→ Texto apresentado:
———
LUTO

J. Borges: relembre a trajetória artística do mestre da xilogravura

Sepultamento do artista pernambucano ocorre neste sábado (27), em Bezerros

J. Borges - Alfeu Tavares/ Folha de Pernambuco

Ele gravou a essência do Nordeste brasileiro através de suas obras, ajudando a moldar a identidade visual da região. O pernambucano José Francisco Borges, mais conhecido como J. Borges, partiu na última sexta-feira, aos 88 anos, mas deixou para trás um legado de cores e formas que inspiraram várias gerações e o colocaram entre os mais importantes artistas populares do Brasil.

O poeta, cordelista e xilógrafo nasceu e viveu a maior parte de sua vida em Bezerros, no Agreste de Pernambuco. Distante a 100 km do Recife, a cidade sedia o Memorial J. Borges, lugar que serve, ao mesmo tempo, como ateliê, galeria e museu. 

Registrado como Patrimônio Vivo de Pernambuco em 2005, J. Borges trabalhou como agricultor, oleiro, mascate, marceneiro e pintor de paredes, antes de virar artista. Frequentou a escola apenas por dez meses, tempo suficiente para ser alfabetizado. 
 

Ao longo de 20 anos, o pernambucano vendeu folhetos de cordel em feiras populares de cidades no Interior do Estado. Essa proximidade acendeu nele a vontade de escrever seu próprio material. Sua estreia como cordelista ocorreu em 1964, com “O Encontro de Dois Vaqueiros no Sertão de Petrolina”, ilustrado pelo artista Dila.

Com o sucesso da primeira publicação, que vendeu 5 mil exemplares em apenas dois meses, J. Borges resolveu dar continuidade à atividade de cordelista. Na segunda obra, intitulada “O Verdadeiro Aviso de Frei Damião”, encontrou dificuldades para bancar a ilustração da capa e, por isso, resolveu ele mesmo entalhar o desenho da fachada da igreja de Bezerros na madeira. Começava ali sua carreira como xilógrafo.  

J. Borges passou a fazer matrizes por encomenda e também para ilustrar seus próprios cordéis. Em entrevista à Folha de Pernambuco, em 2016, confessou que, no começo, não tinha muita noção da grandeza de sua arte.
———
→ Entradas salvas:
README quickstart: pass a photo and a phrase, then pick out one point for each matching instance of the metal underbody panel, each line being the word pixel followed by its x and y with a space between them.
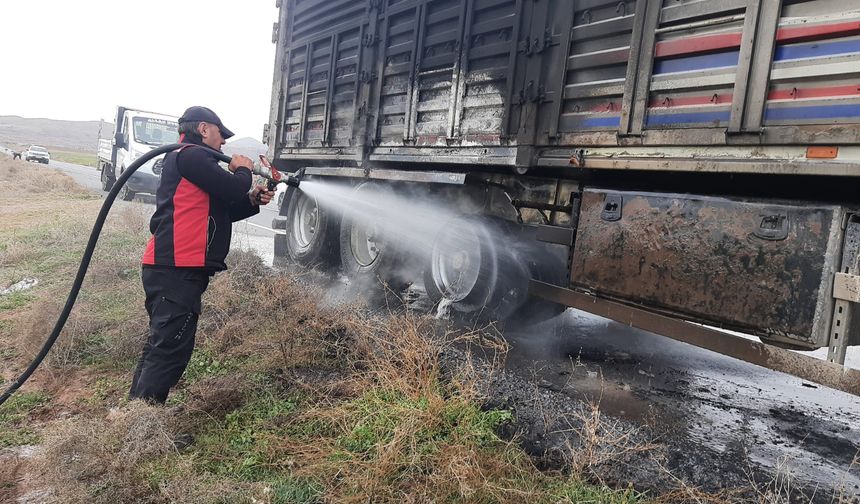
pixel 754 266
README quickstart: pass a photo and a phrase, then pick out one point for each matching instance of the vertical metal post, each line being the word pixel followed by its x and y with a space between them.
pixel 646 66
pixel 461 66
pixel 512 67
pixel 304 106
pixel 843 326
pixel 754 64
pixel 374 105
pixel 410 116
pixel 279 81
pixel 632 76
pixel 332 75
pixel 564 49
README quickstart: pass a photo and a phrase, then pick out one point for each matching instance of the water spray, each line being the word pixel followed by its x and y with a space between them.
pixel 274 177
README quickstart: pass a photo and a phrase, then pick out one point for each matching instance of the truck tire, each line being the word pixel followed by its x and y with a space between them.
pixel 368 257
pixel 106 178
pixel 312 231
pixel 473 269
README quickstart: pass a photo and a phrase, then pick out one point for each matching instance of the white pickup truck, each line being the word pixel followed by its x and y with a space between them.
pixel 136 133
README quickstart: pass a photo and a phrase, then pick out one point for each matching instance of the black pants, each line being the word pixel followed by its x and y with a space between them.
pixel 173 303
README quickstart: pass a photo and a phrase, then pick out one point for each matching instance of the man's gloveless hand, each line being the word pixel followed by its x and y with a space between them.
pixel 260 195
pixel 240 161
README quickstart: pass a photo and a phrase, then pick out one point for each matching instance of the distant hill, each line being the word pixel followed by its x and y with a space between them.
pixel 246 146
pixel 81 136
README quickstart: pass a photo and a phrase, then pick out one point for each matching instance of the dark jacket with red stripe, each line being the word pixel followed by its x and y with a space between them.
pixel 196 203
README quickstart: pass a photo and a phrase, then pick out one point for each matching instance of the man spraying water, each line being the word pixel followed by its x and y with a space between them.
pixel 196 203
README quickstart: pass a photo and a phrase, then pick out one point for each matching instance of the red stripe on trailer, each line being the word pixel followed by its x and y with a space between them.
pixel 715 99
pixel 798 93
pixel 693 45
pixel 603 107
pixel 802 33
———
→ Sobre a tarefa:
Transcreva literalmente o trecho do texto sobre J. Borges que começa em “Ele gravou a” e termina em “populares do Brasil.”. Os itens formam um material à parte e não estão ligados ao texto.

→ Espaço da resposta:
Ele gravou a essência do Nordeste brasileiro através de suas obras, ajudando a moldar a identidade visual da região. O pernambucano José Francisco Borges, mais conhecido como J. Borges, partiu na última sexta-feira, aos 88 anos, mas deixou para trás um legado de cores e formas que inspiraram várias gerações e o colocaram entre os mais importantes artistas populares do Brasil.